[本文]
━━━━━━━━━━━━━━━━━━━━━━━━━━━━━━
2015/12/10

転落死亡事故の責任は美泉にある!裁判所前で宣伝活動


「よってきんさい古江」の転落死亡事故

介護労働者Tさんは無実・無罪!
全責任は、会社・美泉にある!

 12月10日より「保護責任者遺棄致死被告事件」の裁判員裁判が開始されます。グループホーム『よってきんさい古江』で、5月18日に認知症高齢者が2階から転落し、それを「放置して」死亡させたという容疑で、介護職の青年労働者Tさんが逮捕・起訴された事件です。「保護責任者遺棄致死」罪などとんでもないことです。Tさんは無実です。この事故のすべての責任は、グループホームに安全対策を行わず、過酷な労働条件で介護労働者を働かせてきた施設の運営会社・「美泉」の福川千富泉代表にあります。
 Tさんは、美泉で11年間働いてきましたが、最近の人員不足の中で「夜勤専門要員」として美泉が経営するいくつものグループホームの夜勤をたらい回しにされていました。夜勤明けの日にその日の夜勤のホームを指示されるというデタラメさです。事故が起きる前は7日間連続して夜勤(!)をさせられていました。「自分が夜勤をやらないと他の人に迷惑がかかる」と考えて、不当な夜勤指示にも応じていました。労働者の善意を悪用した会社による酷使です。

◆介護保険制度・介護の民営化が根本原因

 9月には、神奈川県の有料老人ホーム「Sアミーユ川崎幸町」での「転落事故・虐待」の衝撃的な報道がされました。アミーユを展開する「メッセージ」の第三者調査委員会は、2年間に81件の虐待が判明した、と報告しています。全国のいたるところの介護施設(グループホーム、有料老人ホーム、サービス付き高齢者住宅など)で重大事故が頻発しています。
━━━━━━━━━━━━━━━━━━━━━━━━━━━━━━
[作業内容]
(a) 本文によると、事故が起きる前にTさんは何日間連続して夜勤をさせられていたか。
(b) 本文のうち、「12月10日より「保護責任者」を含む語句から始まり「で重大事故が頻発しています。」で終わる部分を、一字も変えずに引用してください。
(c) グループホームでの転落死亡事故を扱った本文の続きを、最後の文の後から書き進めてください。

[提供データ]
━━━━━━━━━━━━━━━━━━━━━━━━━━━━━━
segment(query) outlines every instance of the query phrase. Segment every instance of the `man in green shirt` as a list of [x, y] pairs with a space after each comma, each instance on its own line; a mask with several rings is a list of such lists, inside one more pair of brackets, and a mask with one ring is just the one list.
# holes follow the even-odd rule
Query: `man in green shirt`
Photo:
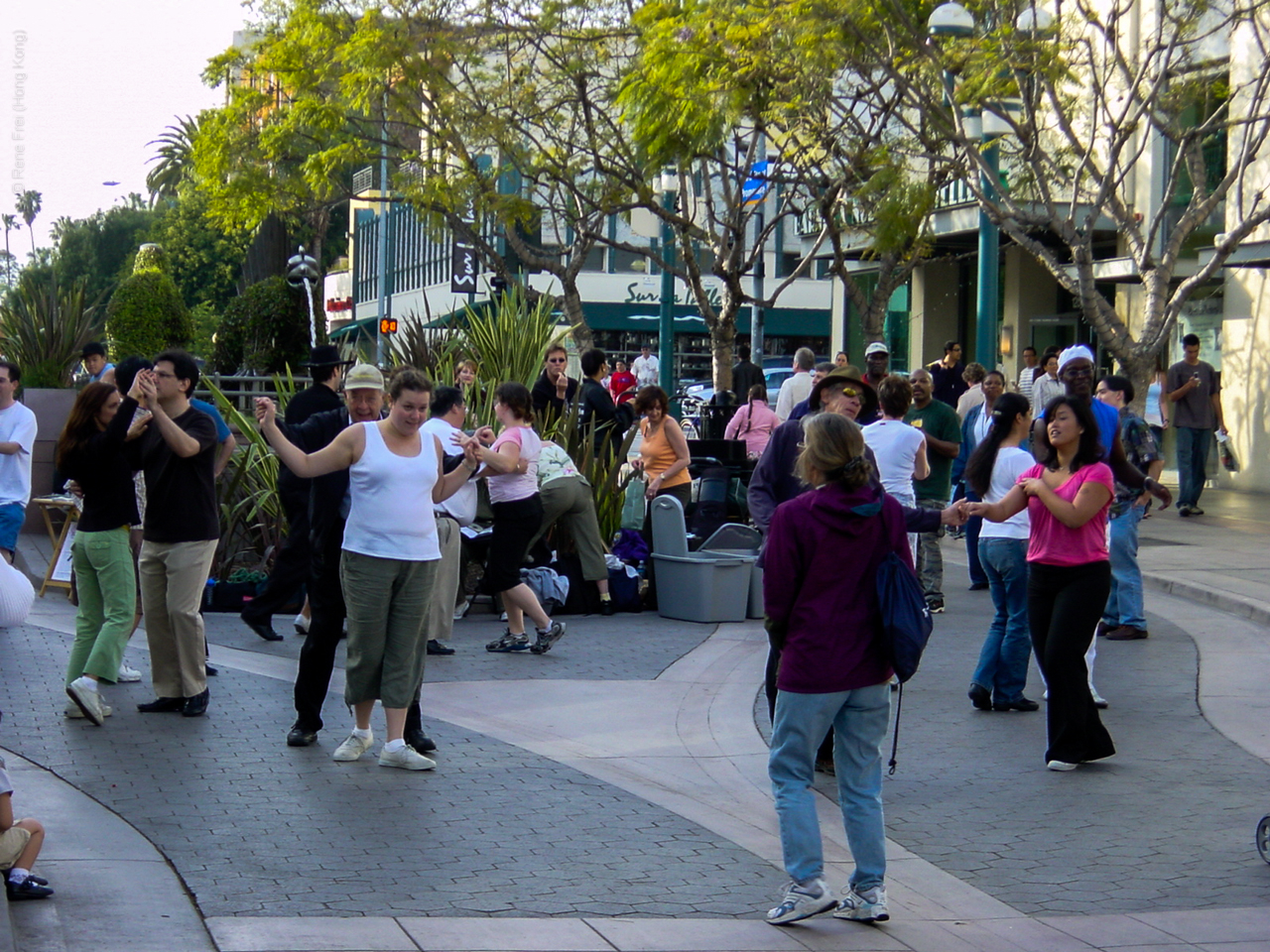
━━━━━━━━━━━━━━━━━━━━━━━━━━━━━━
[解答]
(a) 7日間連続です。

(b)
12月10日より「保護責任者遺棄致死被告事件」の裁判員裁判が開始されます。グループホーム『よってきんさい古江』で、5月18日に認知症高齢者が2階から転落し、それを「放置して」死亡させたという容疑で、介護職の青年労働者Tさんが逮捕・起訴された事件です。「保護責任者遺棄致死」罪などとんでもないことです。Tさんは無実です。この事故のすべての責任は、グループホームに安全対策を行わず、過酷な労働条件で介護労働者を働かせてきた施設の運営会社・「美泉」の福川千富泉代表にあります。
 Tさんは、美泉で11年間働いてきましたが、最近の人員不足の中で「夜勤専門要員」として美泉が経営するいくつものグループホームの夜勤をたらい回しにされていました。夜勤明けの日にその日の夜勤のホームを指示されるというデタラメさです。事故が起きる前は7日間連続して夜勤(!)をさせられていました。「自分が夜勤をやらないと他の人に迷惑がかかる」と考えて、不当な夜勤指示にも応じていました。労働者の善意を悪用した会社による酷使です。

◆介護保険制度・介護の民営化が根本原因

 9月には、神奈川県の有料老人ホーム「Sアミーユ川崎幸町」での「転落事故・虐待」の衝撃的な報道がされました。アミーユを展開する「メッセージ」の第三者調査委員会は、2年間に81件の虐待が判明した、と報告しています。全国のいたるところの介護施設(グループホーム、有料老人ホーム、サービス付き高齢者住宅など)で重大事故が頻発しています。

(c)
 「介護現場の崩壊」と言えるこの状況の根本原因は、2000年の介護保険制度導入によって、介護が「儲けるための産業」にさせられたことです。規制緩和と限度を超えた合理化が容認され、1円でも多く儲けるために、労働者をとことん低賃金で働かせ、できるだけ少ない人員で職場を回させ、金のかかる安全対策はないがしろにされてきました。
 美泉は、「地域の中で、お年寄りがその人らしく最期まで暮らせる場所を」とうたいながら、グループホーム、デイサービスなどを次々と立ち上げ、2008年には3億円を超える売上を計上しています。古民家を借りて安上がりな施設として使い、2階に柵を設置するなどの安全対策も行わず、今回の死亡事故を引き起こしたのです。            
 また美泉は、「ボランティア精神」で働くのが当たり前として、矛盾を介護労働者の奮闘に全部負わせてきたのです。現場では人員不足、過重労働が当たり前になり、最大9人の認知症高齢者を1人で介護する夜勤は、神経をすり減らし、体力を消耗する労働なのです。その現実に声を上げればパワハラ・首切りが襲いかかる、まさに「ブラック企業」と化しています。これは全国の介護職場の現実でもあります。
 安倍政権は、現在「介護離職ゼロ」を掲げています。介護はより低賃金の労働者に担わせ、それで資本家を儲けさせる政策です。介護職場の安全崩壊と介護労働者の貧困・生活苦をいっそうおし進めるものです。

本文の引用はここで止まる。